Greene and Botton on Seduction

26/11/2021

Maybe it’s December coming soon, I am growing softer after all, even if I can’t feel it that much, on the contrary, I feel more and more my extraverted thinking side getting ahead of everything, with all its intolerance and self-righteousness. Not sure, even though December is indeed creeping in my chest. I am definitely getting into December mood.  All I know is that I needed to have a break from Greene’s Art of Seduction, cheating on him with Botton.

At times, I thought you had written it.

Or, at least, studied it very deeply, learnt all the manoeuvres, mastered them, and applied the concepts. On me, C. and God only knows on how many more women before, during, and after me. You graduated magna cum laude on this one, I can tell you that.

Felt it back then, feel it now.

Saw you on those lines, in almost every single one of them. Got tempted, tried to convince myself I would not fall down that rabbit hole again, almost texted you. Fortunately, I drew back every time, recalling that while I am still starting to walk, you are already running marathons. Too attached and still too hopeful to play with fire.

It was all becoming so intolerable, me feeling so helpless, I had to take a break.

* _Data section_:

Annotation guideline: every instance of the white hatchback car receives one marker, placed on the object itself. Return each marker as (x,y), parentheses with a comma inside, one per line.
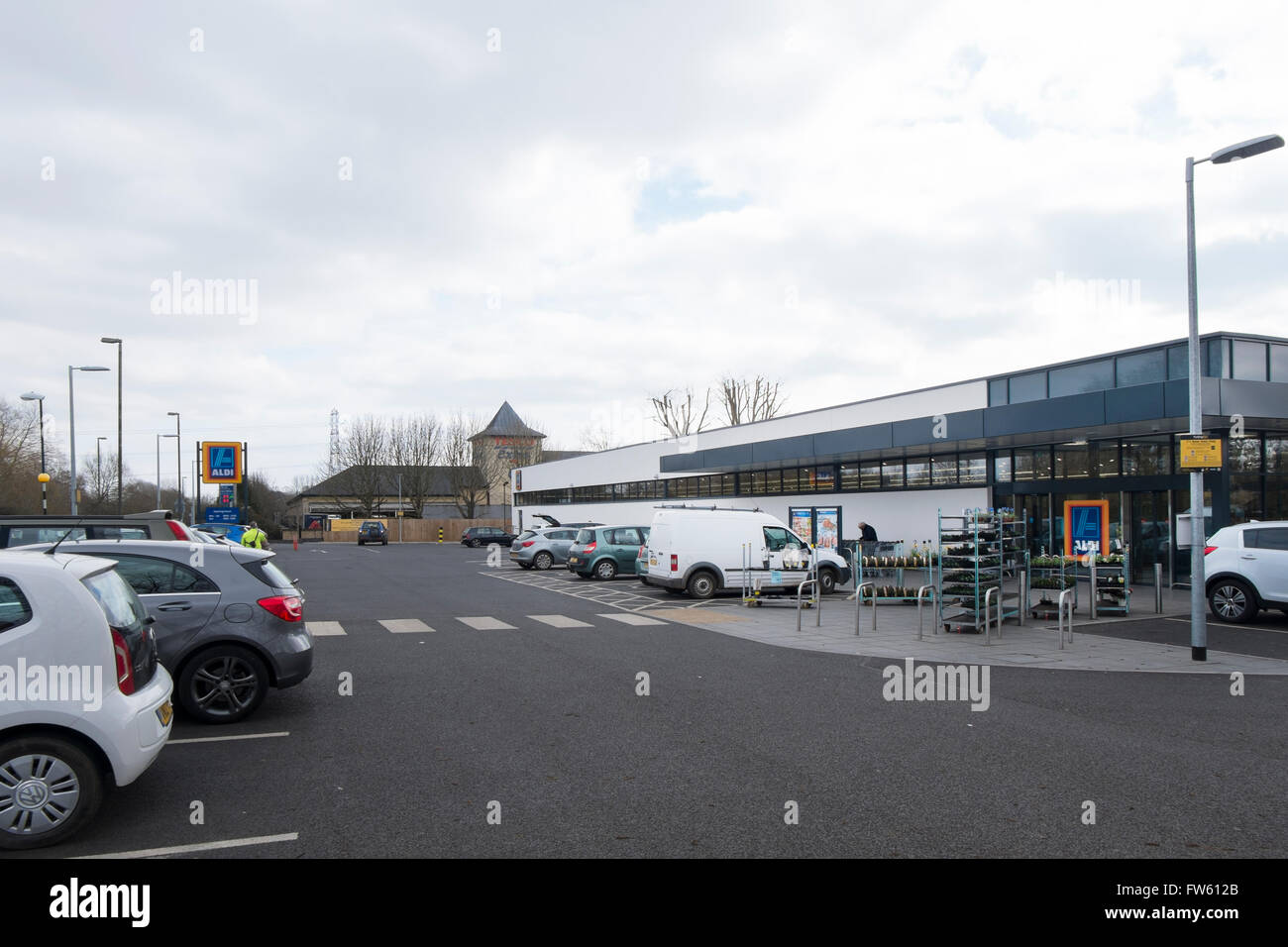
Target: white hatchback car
(1245,570)
(82,699)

* _Directives_:
**a)** Rewrite the Greene and Botton entry from "Greene and Botton" to "feel it now.", replacing "December" with "winter".
**b)** Carry on the Greene and Botton entry from its final sentence.

* _Answers_:
**a)**
Greene and Botton on Seduction

26/11/2021

Maybe it’s winter coming soon, I am growing softer after all, even if I can’t feel it that much, on the contrary, I feel more and more my extraverted thinking side getting ahead of everything, with all its intolerance and self-righteousness. Not sure, even though winter is indeed creeping in my chest. I am definitely getting into winter mood.  All I know is that I needed to have a break from Greene’s Art of Seduction, cheating on him with Botton.

At times, I thought you had written it.

Or, at least, studied it very deeply, learnt all the manoeuvres, mastered them, and applied the concepts. On me, C. and God only knows on how many more women before, during, and after me. You graduated magna cum laude on this one, I can tell you that.

Felt it back then, feel it now.

**b)**
Don’t get me wrong, Robert Greene is a genius. Love the way the book is written, the historical and literature examples, not so much his matter-of-factly way of putting things, sounding like a psychopath at times.

Fascinated and horrified, I could not stop reading.

He writes to people like me, I do believe he might be an intuitive introverted feeling type. He speaks to us, the hopeless romantics, the ones without malice, the believers, the dreamers. The fools who most easily fall for the D. Juan’s crap. Vague promises, empty albeit beautiful words, not so grand gestures, good intentions, gentleman manners, all pose, but no actual and proper attitude, initiative, manhood, even. He is so blunt one has to believe it face value. Backed by a life full of examples of such types, the ones you see from a distance and think: Who would fall for such BS, and end up falling hard and fast in love with them.

Not being the only one, you were by far the best of them all.

Because of your skills, the wisdom with which you craft and master the noble art of seduction, but, above all, because you had it all. A perfect fit. At least, in my imagination, fantasy, and projection.

After the last one of your kind, I ventured: Hope I got rid of the D. Juan types for good, this time. A month later, you reached out, we wished all the best for the holidays and, by Spring, I could not stop thinking about you. Again…

The Art of Seduction is a big book and I love the graphic design as much as I like the main text. The shapes of the text at the beginning of each chapter are, themselves, the ones of seduction. Almost finishing. Then, I need to go back, to the beginning, and read all the side notes. He tells loads of little stories on the side notes. About myths, fiction stories, with quotes from other books and insights from other authors.

A Seduction bible.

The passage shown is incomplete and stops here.